YOUR INSTRUCTIONS: Could you repeat every record below exactly as written?

SUPPLIED RECORDS:
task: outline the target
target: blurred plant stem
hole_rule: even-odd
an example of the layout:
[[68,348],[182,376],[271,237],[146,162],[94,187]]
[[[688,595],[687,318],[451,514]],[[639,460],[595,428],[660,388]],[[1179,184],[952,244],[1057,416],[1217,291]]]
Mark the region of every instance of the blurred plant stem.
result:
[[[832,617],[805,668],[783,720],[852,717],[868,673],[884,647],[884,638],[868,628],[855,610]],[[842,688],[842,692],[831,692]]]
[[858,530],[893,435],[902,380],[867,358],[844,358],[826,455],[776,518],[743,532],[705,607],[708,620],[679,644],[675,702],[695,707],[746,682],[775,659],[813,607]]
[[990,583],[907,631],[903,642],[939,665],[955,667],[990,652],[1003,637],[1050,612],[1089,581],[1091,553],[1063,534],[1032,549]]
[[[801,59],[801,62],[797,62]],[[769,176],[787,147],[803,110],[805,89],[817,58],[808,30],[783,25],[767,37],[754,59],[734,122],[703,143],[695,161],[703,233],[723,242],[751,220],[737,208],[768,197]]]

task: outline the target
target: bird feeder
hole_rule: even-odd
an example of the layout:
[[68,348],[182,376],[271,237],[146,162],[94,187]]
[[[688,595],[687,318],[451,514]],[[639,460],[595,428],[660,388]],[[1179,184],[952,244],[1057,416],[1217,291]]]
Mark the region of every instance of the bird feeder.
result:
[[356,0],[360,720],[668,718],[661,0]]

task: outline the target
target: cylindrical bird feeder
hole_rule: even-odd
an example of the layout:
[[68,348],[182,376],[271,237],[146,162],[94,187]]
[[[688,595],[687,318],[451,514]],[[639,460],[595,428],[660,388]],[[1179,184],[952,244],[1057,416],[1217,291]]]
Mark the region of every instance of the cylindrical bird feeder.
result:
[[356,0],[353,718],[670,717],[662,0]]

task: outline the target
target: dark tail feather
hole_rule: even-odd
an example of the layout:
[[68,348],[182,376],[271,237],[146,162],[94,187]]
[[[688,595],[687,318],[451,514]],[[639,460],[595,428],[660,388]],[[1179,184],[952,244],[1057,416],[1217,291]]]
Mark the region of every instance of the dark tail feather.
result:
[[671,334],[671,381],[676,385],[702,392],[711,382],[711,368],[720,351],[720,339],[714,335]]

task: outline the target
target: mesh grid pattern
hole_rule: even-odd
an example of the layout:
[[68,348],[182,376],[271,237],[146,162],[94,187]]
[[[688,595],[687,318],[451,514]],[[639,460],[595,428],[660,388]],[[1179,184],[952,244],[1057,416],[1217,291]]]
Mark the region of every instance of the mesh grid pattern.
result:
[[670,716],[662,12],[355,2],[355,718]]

ANSWER FOR THIS EXERCISE:
task: outline the target
target: blurred plant stem
hole_rule: even-odd
an example of the layout:
[[68,348],[182,376],[271,237],[146,162],[94,187]]
[[[688,595],[687,318],[451,514]],[[639,460],[595,428],[660,388]],[[1179,184],[952,244],[1057,416],[1217,291]]]
Mark the region of every instance of the blurred plant stem.
result:
[[[832,617],[805,668],[783,720],[852,717],[868,673],[884,647],[884,638],[868,628],[855,610]],[[842,688],[842,692],[831,692]]]
[[858,530],[893,435],[902,380],[867,358],[844,358],[826,455],[776,518],[743,532],[705,607],[708,620],[679,644],[675,702],[695,707],[746,682],[775,659],[813,607]]
[[990,583],[907,631],[903,642],[939,665],[955,667],[990,652],[1003,637],[1050,612],[1089,581],[1091,553],[1063,534],[1032,549]]
[[[801,59],[801,62],[797,62]],[[769,176],[787,147],[803,110],[805,89],[817,58],[808,30],[783,25],[767,37],[754,59],[734,122],[703,143],[695,161],[703,233],[723,242],[751,220],[737,208],[768,197]]]

task: outline the target
target: bird feeder
hole_rule: even-odd
an example of the layout:
[[68,348],[182,376],[271,237],[146,162],[94,187]]
[[[688,595],[687,318],[451,514]],[[639,460],[595,428],[660,388]],[[1179,184],[952,244],[1057,416],[1217,291]]]
Mark the region of every instance of the bird feeder.
result:
[[356,0],[360,720],[668,718],[661,0]]

task: outline the target
target: cylindrical bird feeder
hole_rule: even-odd
an example of the layout:
[[68,348],[182,376],[271,237],[146,162],[94,187]]
[[[688,595],[687,318],[451,514]],[[639,460],[595,428],[660,388]],[[1179,184],[952,244],[1057,416],[1217,291]]]
Mark the region of every instance of the cylindrical bird feeder.
result:
[[356,0],[353,718],[670,717],[662,0]]

task: outline the target
target: dark tail feather
hole_rule: even-odd
an example of the layout:
[[68,348],[182,376],[271,237],[146,162],[94,187]]
[[[688,595],[687,318],[451,514]],[[639,460],[595,428],[660,388]],[[1179,184],[952,244],[1057,416],[1217,291]]]
Mark the region of every instance of the dark tail feather.
result:
[[671,334],[671,381],[676,385],[702,392],[711,382],[711,368],[720,351],[720,339],[714,335]]

task: outline the target
target: mesh grid pattern
hole_rule: even-odd
an example of the layout:
[[68,348],[182,376],[271,237],[146,162],[94,187]]
[[[688,595],[687,318],[451,514]],[[639,460],[595,428],[660,388]],[[1179,184],[952,244],[1057,416],[1217,291]]]
Mark the region of every instance of the mesh grid pattern.
result:
[[670,716],[662,12],[355,2],[355,718]]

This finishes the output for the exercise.